Aim of the task
In the passage on the 2018 Terengganu state election, write out the stretch starting with "Pan-Malaysian Islamic Party" and going on through "10 May 2018.", word for word.

# start of Document text

The 14th Terengganu State election was held on 9 May 2018, concurrently with the 2018 Malaysian general election.. The previous state election was held on 5 May 2013. The state assemblymen is elected to 5 years term each.

The Terengganu State Legislative Assembly would automatically dissolve on 17 June 2018, the fifth anniversary of the first sitting, and elections must be held within sixty days (two months) of the dissolution (on or before 17 August 2018, with the date to be decided by the Election Commission), unless dissolved prior to that date by the Head of State (Sultan of Terengganu) on the advice of the Head of Government (Menteri Besar of Terengganu).

Pan-Malaysian Islamic Party (PAS) won the state election with 22 seats out of 32, and were able to wrestle control of the state from Barisan Nasional (BN), who only won 10 seats. PAS therefore has its first government of Terengganu since the 2004 state election, when they lost to BN. Pakatan Harapan (PH) candidates all lost in this election, and thus were unrepresented in the Terengganu Assembly. Ahmad Samsuri Mokhtar from PAS were sworn in as the new Menteri Besar on 10 May 2018.

# end of Document text
# start of Data segment

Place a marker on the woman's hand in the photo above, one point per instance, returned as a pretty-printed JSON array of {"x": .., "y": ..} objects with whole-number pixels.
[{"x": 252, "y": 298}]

# end of Data segment

Task response
Pan-Malaysian Islamic Party (PAS) won the state election with 22 seats out of 32, and were able to wrestle control of the state from Barisan Nasional (BN), who only won 10 seats. PAS therefore has its first government of Terengganu since the 2004 state election, when they lost to BN. Pakatan Harapan (PH) candidates all lost in this election, and thus were unrepresented in the Terengganu Assembly. Ahmad Samsuri Mokhtar from PAS were sworn in as the new Menteri Besar on 10 May 2018.